- [Text shown]:
# Back after a long time...



## Satt (Jul 16, 2009)

Hello everyone. I used to post here for a while in the Japanese style forums. With college and work my schedule hasn't been condusive to martial arts training for a while. I really want/need to get started again and I thought I would come back and say hi here. Unfortunately, I live in an area that has limited martial arts programs. (or I just don't know they are there) Does anyone know of some sort of national database of martial arts schools in the US? I know, I know...look in the phonebook. I am just curious of good websites though. By the way, I live in Cleveland, TN just north of Chattanooga. I used to train with a great Budo Taijutsu guy in North Georgia, but I don't know if he still teaches. Anyway, glad to be on again and I look forward to posting more often.

Jason


----------



## terryl965 (Jul 16, 2009)

- [Supplied records]:

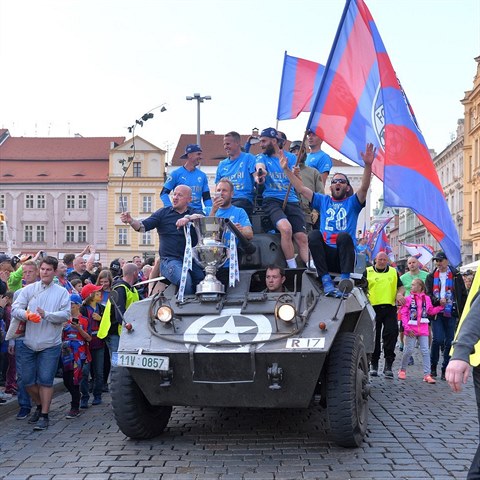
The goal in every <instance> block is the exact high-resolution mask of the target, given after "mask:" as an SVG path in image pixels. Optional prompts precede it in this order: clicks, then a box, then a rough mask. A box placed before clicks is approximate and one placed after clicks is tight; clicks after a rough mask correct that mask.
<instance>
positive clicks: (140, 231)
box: [120, 185, 204, 295]
mask: <svg viewBox="0 0 480 480" xmlns="http://www.w3.org/2000/svg"><path fill="white" fill-rule="evenodd" d="M191 200H192V191H191V189H190V187H188V186H187V185H179V186H178V187H176V188H175V190H174V191H173V206H171V207H163V208H161V209H160V210H157V211H156V212H155V213H153V214H152V215H151V216H150V217H148V218H146V219H145V220H136V219H134V218H132V216H131V215H130V213H129V212H124V213H122V214H120V220H121V221H122V222H123V223H128V224H129V225H130V226H131V227H132V228H133V229H134V230H135V231H137V232H148V231H149V230H153V229H154V228H156V229H157V232H158V237H159V239H160V250H159V254H160V262H161V263H160V272H161V274H162V275H163V276H164V277H165V278H166V279H167V280H169V281H170V282H171V283H173V284H174V285H180V279H181V275H182V266H183V256H184V252H185V244H186V242H185V234H184V232H183V227H184V226H185V225H186V224H187V223H188V222H189V221H190V220H191V219H192V218H198V217H202V216H203V212H202V211H201V210H195V209H193V208H192V207H191V206H189V204H190V203H191ZM192 230H193V229H192ZM195 243H196V235H195V231H193V232H192V245H195ZM203 277H204V272H203V270H202V268H201V267H200V266H199V265H198V264H197V263H195V262H193V264H192V270H191V271H189V273H188V278H187V283H186V286H185V294H186V295H191V294H193V293H195V287H196V285H198V284H199V283H200V282H201V281H202V280H203Z"/></svg>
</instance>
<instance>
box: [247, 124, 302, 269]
mask: <svg viewBox="0 0 480 480" xmlns="http://www.w3.org/2000/svg"><path fill="white" fill-rule="evenodd" d="M283 142H284V139H283V138H281V137H280V135H279V134H278V132H277V130H275V128H266V129H265V130H262V133H261V134H260V146H261V148H262V150H263V153H262V154H260V155H258V156H257V166H256V170H257V171H256V177H255V181H256V182H257V183H260V184H262V183H264V184H265V191H264V192H263V209H264V211H265V213H266V214H267V215H268V216H269V217H270V220H271V221H272V223H273V224H274V225H275V227H276V228H277V230H278V231H279V232H280V237H281V239H280V243H281V247H282V251H283V254H284V255H285V259H286V261H287V265H288V267H289V268H296V267H297V262H296V260H295V250H294V247H293V241H292V237H293V240H294V241H295V243H296V244H297V246H298V250H299V253H300V257H301V258H302V260H303V261H304V262H305V264H307V262H308V242H307V234H306V233H305V232H306V227H305V217H304V215H303V211H302V208H301V207H300V203H299V201H298V197H297V195H296V193H295V190H294V189H293V188H291V189H290V192H289V194H288V200H287V203H286V206H285V210H284V209H283V208H282V207H283V202H284V199H285V196H286V194H287V191H288V186H289V184H290V181H289V179H288V177H287V175H286V174H285V172H284V170H283V169H282V167H281V165H280V160H279V158H281V157H284V158H285V159H286V161H288V167H289V168H292V167H293V166H294V165H295V163H296V161H297V158H296V157H295V155H293V154H292V153H290V152H285V153H283V151H282V150H281V149H280V146H279V145H280V144H281V145H283ZM292 183H293V182H292Z"/></svg>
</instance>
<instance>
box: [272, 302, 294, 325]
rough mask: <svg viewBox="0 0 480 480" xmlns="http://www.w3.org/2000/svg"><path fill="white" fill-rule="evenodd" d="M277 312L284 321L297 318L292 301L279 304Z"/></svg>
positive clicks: (277, 309) (284, 321)
mask: <svg viewBox="0 0 480 480" xmlns="http://www.w3.org/2000/svg"><path fill="white" fill-rule="evenodd" d="M275 314H276V316H277V317H278V318H279V319H280V320H283V321H284V322H292V321H293V320H294V319H295V316H296V314H297V311H296V310H295V307H294V306H293V305H291V304H290V303H283V304H281V305H278V306H277V308H276V312H275Z"/></svg>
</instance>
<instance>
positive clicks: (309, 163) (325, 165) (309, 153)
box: [305, 150, 332, 173]
mask: <svg viewBox="0 0 480 480" xmlns="http://www.w3.org/2000/svg"><path fill="white" fill-rule="evenodd" d="M305 165H306V166H307V167H312V168H316V169H317V170H318V171H319V172H320V173H325V172H327V173H328V172H329V171H330V170H331V169H332V159H331V158H330V155H327V154H326V153H325V152H322V151H321V150H319V151H318V152H310V153H309V154H308V155H307V159H306V160H305Z"/></svg>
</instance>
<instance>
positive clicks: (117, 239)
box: [117, 227, 128, 245]
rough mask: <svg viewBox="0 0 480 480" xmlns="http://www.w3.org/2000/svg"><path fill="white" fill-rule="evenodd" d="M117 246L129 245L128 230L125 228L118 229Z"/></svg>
mask: <svg viewBox="0 0 480 480" xmlns="http://www.w3.org/2000/svg"><path fill="white" fill-rule="evenodd" d="M117 244H118V245H128V229H126V228H123V227H121V228H119V229H118V238H117Z"/></svg>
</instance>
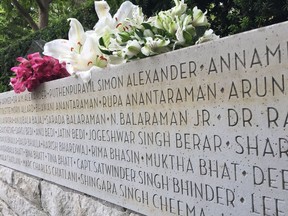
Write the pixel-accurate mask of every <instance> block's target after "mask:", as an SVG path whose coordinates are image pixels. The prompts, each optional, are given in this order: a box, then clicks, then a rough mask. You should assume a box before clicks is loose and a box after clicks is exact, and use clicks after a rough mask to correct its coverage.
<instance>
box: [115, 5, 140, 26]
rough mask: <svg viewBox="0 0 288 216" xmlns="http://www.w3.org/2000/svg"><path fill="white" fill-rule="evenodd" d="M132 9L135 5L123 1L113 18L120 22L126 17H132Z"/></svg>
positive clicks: (127, 17) (132, 13)
mask: <svg viewBox="0 0 288 216" xmlns="http://www.w3.org/2000/svg"><path fill="white" fill-rule="evenodd" d="M133 9H136V6H135V5H134V4H132V3H131V2H130V1H125V2H123V3H122V4H121V6H120V8H119V9H118V11H117V13H116V14H115V15H114V19H115V20H116V21H117V22H122V21H124V20H125V19H126V18H133Z"/></svg>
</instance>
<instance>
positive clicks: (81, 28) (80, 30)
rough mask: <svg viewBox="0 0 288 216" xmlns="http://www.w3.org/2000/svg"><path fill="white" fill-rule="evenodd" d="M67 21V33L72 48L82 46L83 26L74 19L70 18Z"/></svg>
mask: <svg viewBox="0 0 288 216" xmlns="http://www.w3.org/2000/svg"><path fill="white" fill-rule="evenodd" d="M68 20H69V21H70V29H69V33H68V37H69V41H71V42H72V43H73V45H74V46H79V45H83V44H84V42H85V39H86V36H85V33H84V29H83V26H82V25H81V23H80V22H79V21H78V20H77V19H75V18H70V19H68ZM74 48H76V47H74Z"/></svg>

- [What needs to be done]: Copy the forum thread about returning to martial arts training, from its title through the last line, character for character.

- [Reply]:
# Back after a long time...



## Satt (Jul 16, 2009)

Hello everyone. I used to post here for a while in the Japanese style forums. With college and work my schedule hasn't been condusive to martial arts training for a while. I really want/need to get started again and I thought I would come back and say hi here. Unfortunately, I live in an area that has limited martial arts programs. (or I just don't know they are there) Does anyone know of some sort of national database of martial arts schools in the US? I know, I know...look in the phonebook. I am just curious of good websites though. By the way, I live in Cleveland, TN just north of Chattanooga. I used to train with a great Budo Taijutsu guy in North Georgia, but I don't know if he still teaches. Anyway, glad to be on again and I look forward to posting more often.

Jason


----------



## terryl965 (Jul 16, 2009)